▸ DEINE AUFGABE
Gib aus den Zeilen unten jede Zeile unverändert zurück, in der das Wort „boat“ vorkommt. Dabei zählt die Groß- und Kleinschreibung.

☆ ☆ ☆

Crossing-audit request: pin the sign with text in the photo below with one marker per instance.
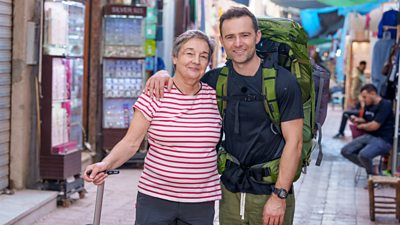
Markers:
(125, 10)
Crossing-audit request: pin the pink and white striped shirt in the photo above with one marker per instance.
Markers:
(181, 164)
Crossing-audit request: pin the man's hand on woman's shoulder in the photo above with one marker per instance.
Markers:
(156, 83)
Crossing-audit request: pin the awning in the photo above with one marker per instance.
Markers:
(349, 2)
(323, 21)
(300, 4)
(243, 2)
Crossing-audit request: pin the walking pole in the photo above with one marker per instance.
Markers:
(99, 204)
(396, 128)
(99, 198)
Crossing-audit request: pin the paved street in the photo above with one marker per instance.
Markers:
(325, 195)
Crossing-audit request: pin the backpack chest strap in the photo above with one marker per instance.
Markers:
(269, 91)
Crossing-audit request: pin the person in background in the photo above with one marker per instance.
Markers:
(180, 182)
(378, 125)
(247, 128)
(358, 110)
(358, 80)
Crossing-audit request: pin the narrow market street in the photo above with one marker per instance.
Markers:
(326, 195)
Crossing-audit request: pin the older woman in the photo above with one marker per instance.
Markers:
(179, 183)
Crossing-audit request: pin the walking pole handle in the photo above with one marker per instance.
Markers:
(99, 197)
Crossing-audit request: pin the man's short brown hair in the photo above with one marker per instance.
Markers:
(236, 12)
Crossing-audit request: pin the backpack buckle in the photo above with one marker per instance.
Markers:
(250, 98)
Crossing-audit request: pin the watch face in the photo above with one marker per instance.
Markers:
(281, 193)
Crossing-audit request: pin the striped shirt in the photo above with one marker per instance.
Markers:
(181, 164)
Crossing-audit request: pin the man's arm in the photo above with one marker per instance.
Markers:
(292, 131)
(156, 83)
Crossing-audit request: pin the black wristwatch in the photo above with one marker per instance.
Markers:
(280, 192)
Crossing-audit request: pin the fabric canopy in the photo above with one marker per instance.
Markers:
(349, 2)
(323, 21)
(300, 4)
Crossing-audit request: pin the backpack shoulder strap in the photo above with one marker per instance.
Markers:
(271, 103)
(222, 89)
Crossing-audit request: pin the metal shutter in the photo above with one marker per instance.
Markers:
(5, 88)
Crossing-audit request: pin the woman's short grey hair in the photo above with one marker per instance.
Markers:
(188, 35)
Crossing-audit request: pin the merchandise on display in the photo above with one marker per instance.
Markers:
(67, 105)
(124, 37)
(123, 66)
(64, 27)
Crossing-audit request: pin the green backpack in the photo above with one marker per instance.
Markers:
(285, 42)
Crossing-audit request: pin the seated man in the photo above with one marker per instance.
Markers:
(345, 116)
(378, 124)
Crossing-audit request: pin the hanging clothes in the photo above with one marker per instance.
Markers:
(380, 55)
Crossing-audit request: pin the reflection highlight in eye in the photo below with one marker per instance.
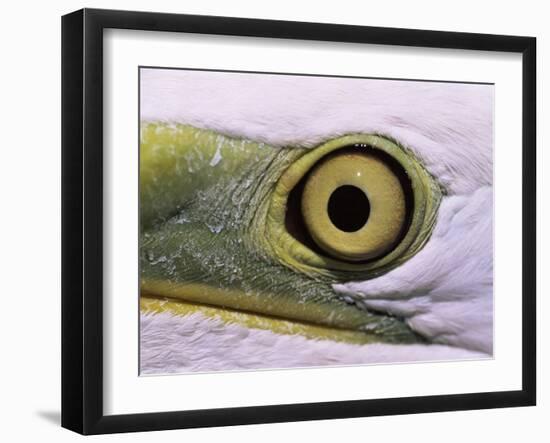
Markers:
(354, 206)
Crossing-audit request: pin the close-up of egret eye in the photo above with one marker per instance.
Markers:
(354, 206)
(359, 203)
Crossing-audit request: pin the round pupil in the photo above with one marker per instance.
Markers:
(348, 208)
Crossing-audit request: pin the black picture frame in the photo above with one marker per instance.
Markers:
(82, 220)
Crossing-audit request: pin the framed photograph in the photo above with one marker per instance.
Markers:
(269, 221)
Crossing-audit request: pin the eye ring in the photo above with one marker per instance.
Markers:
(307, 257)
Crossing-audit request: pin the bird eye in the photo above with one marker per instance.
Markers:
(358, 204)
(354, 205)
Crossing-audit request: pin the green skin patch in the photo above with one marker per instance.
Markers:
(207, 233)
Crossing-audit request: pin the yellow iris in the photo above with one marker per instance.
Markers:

☆ ☆ ☆

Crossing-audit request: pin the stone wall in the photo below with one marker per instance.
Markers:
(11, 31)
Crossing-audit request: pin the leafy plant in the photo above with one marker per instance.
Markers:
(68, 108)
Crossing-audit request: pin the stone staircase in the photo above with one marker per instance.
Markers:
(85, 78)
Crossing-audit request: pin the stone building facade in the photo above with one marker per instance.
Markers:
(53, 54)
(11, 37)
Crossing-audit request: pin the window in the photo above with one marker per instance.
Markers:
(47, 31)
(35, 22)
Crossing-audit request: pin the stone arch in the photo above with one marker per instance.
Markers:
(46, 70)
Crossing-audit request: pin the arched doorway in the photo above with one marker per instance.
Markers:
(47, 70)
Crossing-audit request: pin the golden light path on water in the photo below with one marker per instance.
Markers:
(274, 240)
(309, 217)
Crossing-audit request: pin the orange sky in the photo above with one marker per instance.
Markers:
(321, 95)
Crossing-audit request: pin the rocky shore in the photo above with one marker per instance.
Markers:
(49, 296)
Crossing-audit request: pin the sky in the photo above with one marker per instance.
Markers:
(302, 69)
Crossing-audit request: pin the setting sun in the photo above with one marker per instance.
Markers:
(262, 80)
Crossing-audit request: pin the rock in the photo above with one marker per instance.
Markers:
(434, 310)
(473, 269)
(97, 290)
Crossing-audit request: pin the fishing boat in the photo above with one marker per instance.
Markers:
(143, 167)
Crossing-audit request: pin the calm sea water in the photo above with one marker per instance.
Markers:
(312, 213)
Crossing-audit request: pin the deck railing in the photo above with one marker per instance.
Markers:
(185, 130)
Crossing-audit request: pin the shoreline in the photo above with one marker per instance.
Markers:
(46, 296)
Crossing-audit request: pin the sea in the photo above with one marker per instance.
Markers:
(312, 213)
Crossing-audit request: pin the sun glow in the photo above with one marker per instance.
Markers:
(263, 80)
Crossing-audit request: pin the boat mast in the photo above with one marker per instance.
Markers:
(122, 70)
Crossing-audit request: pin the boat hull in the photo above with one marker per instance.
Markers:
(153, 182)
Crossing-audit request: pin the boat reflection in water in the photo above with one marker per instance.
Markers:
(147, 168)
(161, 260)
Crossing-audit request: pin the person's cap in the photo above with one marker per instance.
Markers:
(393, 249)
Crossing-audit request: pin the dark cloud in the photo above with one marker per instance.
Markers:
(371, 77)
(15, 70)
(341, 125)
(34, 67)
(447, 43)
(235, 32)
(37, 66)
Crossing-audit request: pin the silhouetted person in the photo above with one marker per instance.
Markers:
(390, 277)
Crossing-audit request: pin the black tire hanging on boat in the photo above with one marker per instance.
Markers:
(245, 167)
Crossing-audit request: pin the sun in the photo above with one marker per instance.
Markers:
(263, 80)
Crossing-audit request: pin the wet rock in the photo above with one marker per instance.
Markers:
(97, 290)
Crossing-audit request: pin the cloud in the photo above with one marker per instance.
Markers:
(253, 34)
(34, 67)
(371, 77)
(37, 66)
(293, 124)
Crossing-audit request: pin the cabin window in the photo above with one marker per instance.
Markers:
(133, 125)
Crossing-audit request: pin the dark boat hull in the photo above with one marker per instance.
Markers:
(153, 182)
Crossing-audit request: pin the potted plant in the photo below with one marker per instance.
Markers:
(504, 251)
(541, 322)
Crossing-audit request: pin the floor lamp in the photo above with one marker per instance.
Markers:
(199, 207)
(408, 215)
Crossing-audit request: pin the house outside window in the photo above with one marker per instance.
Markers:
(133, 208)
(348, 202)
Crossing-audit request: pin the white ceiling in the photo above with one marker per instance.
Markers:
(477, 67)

☆ ☆ ☆

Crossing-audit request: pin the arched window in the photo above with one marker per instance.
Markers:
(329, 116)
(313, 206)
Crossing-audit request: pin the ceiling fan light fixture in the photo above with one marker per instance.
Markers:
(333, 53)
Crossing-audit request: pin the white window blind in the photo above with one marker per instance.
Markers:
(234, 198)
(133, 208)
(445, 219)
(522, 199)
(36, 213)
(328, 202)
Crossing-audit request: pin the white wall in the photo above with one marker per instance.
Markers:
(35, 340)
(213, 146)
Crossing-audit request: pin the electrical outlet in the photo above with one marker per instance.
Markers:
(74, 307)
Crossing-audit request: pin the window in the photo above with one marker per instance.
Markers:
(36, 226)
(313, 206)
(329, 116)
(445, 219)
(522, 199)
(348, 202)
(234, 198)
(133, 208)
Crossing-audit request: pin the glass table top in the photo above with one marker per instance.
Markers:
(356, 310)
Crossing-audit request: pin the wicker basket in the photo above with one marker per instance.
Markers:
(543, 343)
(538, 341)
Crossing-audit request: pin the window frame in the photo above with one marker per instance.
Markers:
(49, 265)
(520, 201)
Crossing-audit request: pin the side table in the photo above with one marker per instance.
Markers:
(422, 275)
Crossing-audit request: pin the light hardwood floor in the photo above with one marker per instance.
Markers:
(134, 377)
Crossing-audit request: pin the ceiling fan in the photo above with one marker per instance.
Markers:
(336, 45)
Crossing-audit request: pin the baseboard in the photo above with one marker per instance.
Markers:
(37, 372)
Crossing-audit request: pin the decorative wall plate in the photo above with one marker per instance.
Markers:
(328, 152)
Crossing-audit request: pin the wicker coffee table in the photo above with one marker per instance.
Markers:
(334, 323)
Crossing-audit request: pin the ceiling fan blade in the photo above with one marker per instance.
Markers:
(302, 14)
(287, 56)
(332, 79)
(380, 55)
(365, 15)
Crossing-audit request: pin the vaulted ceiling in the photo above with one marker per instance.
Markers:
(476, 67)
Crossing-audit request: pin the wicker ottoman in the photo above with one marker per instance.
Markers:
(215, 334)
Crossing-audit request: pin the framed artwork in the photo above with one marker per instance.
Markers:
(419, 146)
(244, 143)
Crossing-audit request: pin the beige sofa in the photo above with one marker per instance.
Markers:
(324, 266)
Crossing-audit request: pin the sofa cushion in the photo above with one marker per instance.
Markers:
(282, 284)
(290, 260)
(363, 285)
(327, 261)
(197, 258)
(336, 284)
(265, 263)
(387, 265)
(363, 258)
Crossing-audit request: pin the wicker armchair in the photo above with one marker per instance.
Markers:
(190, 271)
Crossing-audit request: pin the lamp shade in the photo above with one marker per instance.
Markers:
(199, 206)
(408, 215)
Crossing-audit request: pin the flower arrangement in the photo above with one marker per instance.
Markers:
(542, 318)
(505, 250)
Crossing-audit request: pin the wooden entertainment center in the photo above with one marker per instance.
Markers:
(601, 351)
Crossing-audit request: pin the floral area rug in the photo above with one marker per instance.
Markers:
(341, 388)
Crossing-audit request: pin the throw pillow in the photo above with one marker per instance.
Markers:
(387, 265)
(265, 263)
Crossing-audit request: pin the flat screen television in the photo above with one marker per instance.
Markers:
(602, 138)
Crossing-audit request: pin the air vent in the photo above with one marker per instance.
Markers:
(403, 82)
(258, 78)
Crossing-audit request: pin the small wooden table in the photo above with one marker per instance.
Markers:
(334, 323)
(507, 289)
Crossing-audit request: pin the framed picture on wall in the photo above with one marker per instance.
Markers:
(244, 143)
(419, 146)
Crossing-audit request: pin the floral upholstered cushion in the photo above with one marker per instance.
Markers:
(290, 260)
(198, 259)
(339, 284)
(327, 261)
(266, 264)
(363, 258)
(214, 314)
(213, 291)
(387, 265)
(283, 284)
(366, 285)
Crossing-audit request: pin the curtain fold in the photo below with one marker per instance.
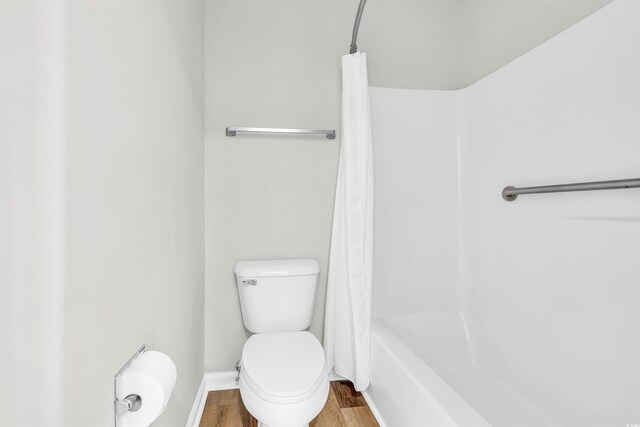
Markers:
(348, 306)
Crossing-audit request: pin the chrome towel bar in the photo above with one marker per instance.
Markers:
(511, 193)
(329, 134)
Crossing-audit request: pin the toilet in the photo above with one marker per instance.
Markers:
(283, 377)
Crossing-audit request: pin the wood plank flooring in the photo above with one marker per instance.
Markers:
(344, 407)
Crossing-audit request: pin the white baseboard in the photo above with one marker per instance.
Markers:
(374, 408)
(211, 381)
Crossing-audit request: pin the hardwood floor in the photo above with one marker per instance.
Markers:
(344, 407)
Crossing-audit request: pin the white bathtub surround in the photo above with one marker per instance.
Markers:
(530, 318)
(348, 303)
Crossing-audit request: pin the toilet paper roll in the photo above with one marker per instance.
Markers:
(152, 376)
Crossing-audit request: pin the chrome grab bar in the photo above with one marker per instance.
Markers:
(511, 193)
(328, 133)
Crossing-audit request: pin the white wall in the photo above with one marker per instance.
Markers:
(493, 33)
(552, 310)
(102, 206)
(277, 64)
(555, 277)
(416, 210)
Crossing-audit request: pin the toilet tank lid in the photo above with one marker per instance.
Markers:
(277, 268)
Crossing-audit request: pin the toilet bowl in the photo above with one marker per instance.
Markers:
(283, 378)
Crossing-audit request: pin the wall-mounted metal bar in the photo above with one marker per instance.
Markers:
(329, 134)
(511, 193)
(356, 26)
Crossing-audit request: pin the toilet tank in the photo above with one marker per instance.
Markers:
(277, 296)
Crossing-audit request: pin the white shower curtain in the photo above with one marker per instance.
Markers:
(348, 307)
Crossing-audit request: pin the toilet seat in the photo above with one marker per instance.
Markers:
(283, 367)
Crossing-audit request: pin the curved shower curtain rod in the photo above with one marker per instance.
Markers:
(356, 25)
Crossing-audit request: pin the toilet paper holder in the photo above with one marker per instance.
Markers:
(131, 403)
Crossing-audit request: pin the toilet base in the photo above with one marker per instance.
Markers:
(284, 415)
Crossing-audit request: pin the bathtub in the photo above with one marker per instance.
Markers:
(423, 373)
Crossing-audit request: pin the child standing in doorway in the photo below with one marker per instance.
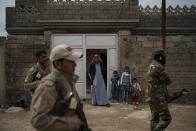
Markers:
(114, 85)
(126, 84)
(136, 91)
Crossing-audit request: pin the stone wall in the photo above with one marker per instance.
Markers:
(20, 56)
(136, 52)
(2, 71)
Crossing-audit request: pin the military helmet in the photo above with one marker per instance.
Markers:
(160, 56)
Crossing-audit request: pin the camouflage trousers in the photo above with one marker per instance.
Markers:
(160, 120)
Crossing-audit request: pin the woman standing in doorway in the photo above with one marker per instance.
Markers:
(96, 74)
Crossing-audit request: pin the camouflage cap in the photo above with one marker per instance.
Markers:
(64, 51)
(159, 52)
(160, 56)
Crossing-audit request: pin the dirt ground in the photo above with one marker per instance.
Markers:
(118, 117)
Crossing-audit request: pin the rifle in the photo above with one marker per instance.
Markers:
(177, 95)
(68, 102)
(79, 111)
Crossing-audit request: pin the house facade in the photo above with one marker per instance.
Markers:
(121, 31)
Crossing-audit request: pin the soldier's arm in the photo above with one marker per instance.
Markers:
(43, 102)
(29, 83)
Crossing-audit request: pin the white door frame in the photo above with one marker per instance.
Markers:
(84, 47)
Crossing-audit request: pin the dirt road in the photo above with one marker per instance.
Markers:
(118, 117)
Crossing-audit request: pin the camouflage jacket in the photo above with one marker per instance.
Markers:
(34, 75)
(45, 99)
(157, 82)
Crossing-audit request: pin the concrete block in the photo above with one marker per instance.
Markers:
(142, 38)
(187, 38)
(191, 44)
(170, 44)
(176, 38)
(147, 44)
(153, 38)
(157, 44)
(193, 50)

☆ ☆ ☆

▸ DIE ANTWORT
Crossing-audit request: pin the fishing boat in the photo above with one marker per instance.
Crossing-audit request: pin the boat mast in the photo above with one marker per instance.
Crossing-audit request: pin the boat hull in the photo above with one marker per instance.
Crossing-audit request: pin the boat reflection in water in the photo above with one marker per instance.
Crossing-audit request: pin the black tire hanging on boat in the photo above with one marker per instance.
Crossing-audit request: pin the dark boat hull in the photo above with one marker per instance.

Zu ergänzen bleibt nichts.